ISLAMABAD: Pakistan said on Tuesday it forces have killed 67 Afghan Taliban fighters in cross-border clashes in Balochistan and Khyber Pakhtunkhwa (KP), after what Information Minister Ataullah Tarar described as coordinated attacks on multiple locations along the frontier.

Pakistan, which has frequently blamed Afghanistan for sheltering anti-Pakistan militant groups like the proscribed Tehreek-e-Taliban Pakistan (TTP) and Balochistan Liberation Army (BLA) and facilitating their cross-border attacks, said it targeted militant hideouts on the other side of the frontier after repeatedly taking up the issue with the administration in Kabul.

The Afghan Taliban, who have always denied Islamabad’s charges, launched what Pakistan called “unprovoked aggression” in support of militant entities.

“Afghan Taliban resorted to physical attack on 16 locations in Northern Balochistan in Qilla Saifullah, Noshki and Chaman Districts while engaging our troops on 25 locations in fire raid,” Tarar said in a social media post.

“The attack at all the locations have been effectively repulsed with Afghan Taliban suffering 27 killed and scores injured,” he added. “One soldier of FC Balochistan North gave the ultimate sacrifice while defending the motherland while five soldiers are injured.”

Dataset excerpts:

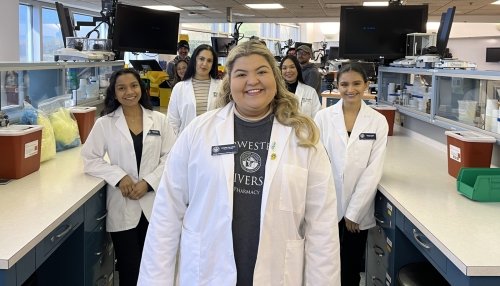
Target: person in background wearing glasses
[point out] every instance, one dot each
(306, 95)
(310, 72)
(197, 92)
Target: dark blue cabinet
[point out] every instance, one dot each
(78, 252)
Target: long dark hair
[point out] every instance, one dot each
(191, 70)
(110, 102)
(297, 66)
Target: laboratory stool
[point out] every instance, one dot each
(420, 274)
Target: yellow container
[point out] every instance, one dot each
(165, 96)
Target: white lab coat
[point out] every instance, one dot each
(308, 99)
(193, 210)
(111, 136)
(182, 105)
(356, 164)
...
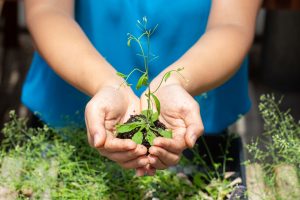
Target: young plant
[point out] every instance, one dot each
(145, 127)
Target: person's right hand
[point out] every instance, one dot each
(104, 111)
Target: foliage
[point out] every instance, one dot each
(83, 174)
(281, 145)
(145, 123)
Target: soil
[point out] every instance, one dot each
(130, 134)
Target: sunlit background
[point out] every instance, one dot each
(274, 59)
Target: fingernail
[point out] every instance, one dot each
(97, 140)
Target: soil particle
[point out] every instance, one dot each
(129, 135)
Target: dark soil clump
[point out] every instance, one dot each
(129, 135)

Questions on the material:
A – Write out the stretch of the border clashes article from "The Afghan Taliban, who" through "social media post.", word for word.
B – Pick up the article on the Pakistan–Afghan Taliban border clashes right after its final sentence and continue it.
Nothing in the records is needed here.

Responses to the tasks:
A –
The Afghan Taliban, who have always denied Islamabad’s charges, launched what Pakistan called “unprovoked aggression” in support of militant entities.

“Afghan Taliban resorted to physical attack on 16 locations in Northern Balochistan in Qilla Saifullah, Noshki and Chaman Districts while engaging our troops on 25 locations in fire raid,” Tarar said in a social media post.

B –
Tarar reported similar hostilities in the northwestern Khyber Pakhtunkhwa (KP) province, where a physical attack was attempted at one location and fire raids were conducted on 12 others, all of which were repulsed without Pakistani casualties.

“40 Afghan Taliban were killed in the overnight operations in KP,” he said.

A senior security official told Arab News on condition of anonymity that Pakistani forces were also conducting ground and air operations across the border in Afghanistan’s eastern Nangarhar province.

The official said Pakistani forces had destroyed an ammunition depot and drone storage facility near Jalalabad and targeted the Khogani base in Nangarhar, adding that the operation against Afghanistan would continue until its objectives were achieved.

There was no immediate comment from Afghan authorities.